| DATA SUPPLIED |
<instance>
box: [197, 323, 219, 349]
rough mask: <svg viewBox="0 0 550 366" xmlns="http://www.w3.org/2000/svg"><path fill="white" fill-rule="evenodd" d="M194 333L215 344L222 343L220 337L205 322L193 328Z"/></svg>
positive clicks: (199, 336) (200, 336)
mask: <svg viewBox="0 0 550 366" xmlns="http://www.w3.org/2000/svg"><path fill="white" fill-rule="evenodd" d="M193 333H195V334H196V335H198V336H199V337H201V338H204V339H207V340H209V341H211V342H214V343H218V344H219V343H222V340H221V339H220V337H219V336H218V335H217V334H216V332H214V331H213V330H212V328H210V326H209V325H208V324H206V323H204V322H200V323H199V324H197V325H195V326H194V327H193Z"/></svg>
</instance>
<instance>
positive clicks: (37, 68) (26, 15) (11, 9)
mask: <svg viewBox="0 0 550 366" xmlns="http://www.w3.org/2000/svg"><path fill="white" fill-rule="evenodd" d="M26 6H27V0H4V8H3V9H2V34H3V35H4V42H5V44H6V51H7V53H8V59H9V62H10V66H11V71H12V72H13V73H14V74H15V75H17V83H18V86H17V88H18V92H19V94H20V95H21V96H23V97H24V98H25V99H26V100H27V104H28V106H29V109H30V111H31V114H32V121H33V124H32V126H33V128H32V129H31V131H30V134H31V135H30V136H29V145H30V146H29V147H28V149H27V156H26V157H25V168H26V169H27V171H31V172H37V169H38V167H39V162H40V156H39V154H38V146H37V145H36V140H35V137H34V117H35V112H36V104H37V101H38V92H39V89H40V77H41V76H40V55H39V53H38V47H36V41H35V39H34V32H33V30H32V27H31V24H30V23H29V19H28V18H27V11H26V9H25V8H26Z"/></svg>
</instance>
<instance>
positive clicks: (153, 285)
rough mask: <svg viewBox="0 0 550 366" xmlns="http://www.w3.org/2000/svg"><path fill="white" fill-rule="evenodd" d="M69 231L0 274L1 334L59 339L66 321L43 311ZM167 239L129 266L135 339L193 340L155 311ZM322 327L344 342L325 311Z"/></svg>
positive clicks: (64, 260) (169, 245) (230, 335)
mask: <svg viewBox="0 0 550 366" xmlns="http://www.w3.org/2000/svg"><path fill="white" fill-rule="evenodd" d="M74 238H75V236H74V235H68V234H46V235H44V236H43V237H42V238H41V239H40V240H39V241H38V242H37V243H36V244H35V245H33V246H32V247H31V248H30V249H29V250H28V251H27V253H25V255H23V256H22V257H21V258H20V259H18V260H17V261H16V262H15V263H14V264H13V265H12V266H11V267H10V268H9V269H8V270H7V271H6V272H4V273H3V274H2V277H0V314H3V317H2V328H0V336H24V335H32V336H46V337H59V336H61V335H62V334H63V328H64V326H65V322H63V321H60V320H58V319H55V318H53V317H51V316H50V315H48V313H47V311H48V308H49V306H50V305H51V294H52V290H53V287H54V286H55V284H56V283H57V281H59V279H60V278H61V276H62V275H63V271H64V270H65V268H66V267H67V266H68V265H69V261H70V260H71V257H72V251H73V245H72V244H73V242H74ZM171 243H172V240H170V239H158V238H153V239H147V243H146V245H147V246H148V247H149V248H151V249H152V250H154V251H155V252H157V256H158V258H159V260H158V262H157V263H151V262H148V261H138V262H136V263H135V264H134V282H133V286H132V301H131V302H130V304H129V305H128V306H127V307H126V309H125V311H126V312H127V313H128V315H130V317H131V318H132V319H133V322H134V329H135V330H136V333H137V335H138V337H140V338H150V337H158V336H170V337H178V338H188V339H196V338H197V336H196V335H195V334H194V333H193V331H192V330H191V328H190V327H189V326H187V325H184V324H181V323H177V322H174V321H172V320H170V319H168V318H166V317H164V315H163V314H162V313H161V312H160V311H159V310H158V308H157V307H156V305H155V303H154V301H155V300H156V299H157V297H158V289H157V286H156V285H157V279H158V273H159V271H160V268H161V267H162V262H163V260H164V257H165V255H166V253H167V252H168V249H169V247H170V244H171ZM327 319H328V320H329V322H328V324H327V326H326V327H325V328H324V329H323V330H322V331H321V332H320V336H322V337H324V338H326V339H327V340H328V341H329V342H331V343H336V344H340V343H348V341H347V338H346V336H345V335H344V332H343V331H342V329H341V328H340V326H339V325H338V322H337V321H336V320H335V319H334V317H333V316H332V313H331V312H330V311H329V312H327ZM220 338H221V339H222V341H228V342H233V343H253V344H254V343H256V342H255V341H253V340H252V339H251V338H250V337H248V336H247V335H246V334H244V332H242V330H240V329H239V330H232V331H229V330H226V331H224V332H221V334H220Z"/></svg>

| EXERCISE DIRECTIONS |
Print each record again. Nothing may be left out.

| TASK ANSWER |
<instance>
box: [197, 323, 219, 349]
rough mask: <svg viewBox="0 0 550 366" xmlns="http://www.w3.org/2000/svg"><path fill="white" fill-rule="evenodd" d="M194 333L215 344L222 343L220 337L205 322L193 328Z"/></svg>
positive clicks: (199, 336) (200, 336)
mask: <svg viewBox="0 0 550 366" xmlns="http://www.w3.org/2000/svg"><path fill="white" fill-rule="evenodd" d="M193 333H195V334H196V335H198V336H199V337H201V338H204V339H207V340H209V341H211V342H214V343H218V344H219V343H222V340H221V339H220V337H219V336H218V335H217V334H216V332H214V331H213V330H212V328H210V326H209V325H208V324H206V323H204V322H200V323H199V324H197V325H195V326H194V327H193Z"/></svg>
</instance>
<instance>
positive clicks: (37, 68) (26, 15) (11, 9)
mask: <svg viewBox="0 0 550 366" xmlns="http://www.w3.org/2000/svg"><path fill="white" fill-rule="evenodd" d="M26 6H27V0H4V8H3V9H2V34H3V35H4V42H5V44H6V51H7V53H8V59H9V62H10V66H11V71H12V72H13V73H14V74H15V75H17V83H18V86H17V88H18V92H19V94H20V95H21V96H23V97H24V98H25V99H26V100H27V104H28V106H29V109H30V111H31V114H32V121H33V124H32V126H33V128H32V129H31V131H30V134H31V135H30V136H29V145H30V146H29V147H28V149H27V156H26V157H25V168H26V169H27V171H31V172H37V169H38V167H39V162H40V156H39V154H38V146H37V145H36V140H35V137H34V117H35V112H36V104H37V101H38V92H39V89H40V77H41V76H40V55H39V53H38V47H36V41H35V39H34V32H33V30H32V27H31V24H30V23H29V19H28V18H27V11H26V9H25V8H26Z"/></svg>
</instance>
<instance>
positive clicks: (153, 285)
rough mask: <svg viewBox="0 0 550 366" xmlns="http://www.w3.org/2000/svg"><path fill="white" fill-rule="evenodd" d="M69 231L0 274L1 334L59 339L66 321L43 311ZM167 239L129 266L135 339L193 340L155 311ZM322 327L344 342L325 311Z"/></svg>
positive clicks: (64, 260) (169, 245) (230, 335)
mask: <svg viewBox="0 0 550 366" xmlns="http://www.w3.org/2000/svg"><path fill="white" fill-rule="evenodd" d="M74 238H75V236H74V235H68V234H46V235H44V236H43V237H42V238H41V239H40V240H39V241H38V242H37V243H36V244H35V245H33V246H32V247H31V248H30V249H29V250H28V251H27V253H25V255H23V256H22V257H21V258H20V259H18V260H17V261H16V262H15V263H14V264H13V265H12V266H11V267H10V268H9V269H8V270H7V271H6V272H4V273H3V274H2V277H0V314H3V317H2V328H0V336H24V335H32V336H46V337H59V336H61V335H62V334H63V328H64V326H65V322H63V321H60V320H58V319H55V318H53V317H51V316H50V315H48V313H47V311H48V308H49V306H50V305H51V294H52V290H53V287H54V286H55V284H56V283H57V281H59V279H60V278H61V276H62V275H63V271H64V270H65V268H66V267H67V266H68V265H69V261H70V260H71V257H72V251H73V245H72V244H73V242H74ZM171 243H172V240H170V239H158V238H153V239H147V243H146V245H147V246H148V247H149V248H151V249H152V250H154V251H155V252H157V256H158V258H159V260H158V262H157V263H151V262H148V261H138V262H136V263H135V264H134V282H133V286H132V301H131V302H130V304H129V305H128V306H127V307H126V309H125V311H126V312H127V313H128V315H130V317H131V318H132V319H133V322H134V329H135V330H136V333H137V335H138V337H140V338H150V337H158V336H170V337H178V338H188V339H196V338H197V336H196V335H195V334H194V333H193V331H192V330H191V328H190V327H189V326H187V325H184V324H181V323H177V322H174V321H172V320H170V319H168V318H166V317H164V315H163V314H162V313H161V312H160V311H159V310H158V308H157V307H156V305H155V303H154V301H155V300H156V299H157V297H158V289H157V286H156V285H157V279H158V273H159V271H160V268H161V267H162V262H163V260H164V257H165V255H166V253H167V252H168V249H169V247H170V244H171ZM327 319H328V320H329V322H328V324H327V326H326V327H325V328H324V329H323V330H322V331H321V332H320V336H322V337H324V338H326V339H327V340H328V341H329V342H331V343H336V344H340V343H348V341H347V338H346V336H345V335H344V332H343V331H342V329H341V328H340V326H339V325H338V322H337V321H336V320H335V319H334V317H333V316H332V313H331V312H330V311H329V312H327ZM220 338H221V339H222V341H228V342H233V343H253V344H254V343H256V342H255V341H253V340H252V339H251V338H250V337H248V336H247V335H246V334H244V332H242V330H240V329H239V330H232V331H229V330H226V331H224V332H221V334H220Z"/></svg>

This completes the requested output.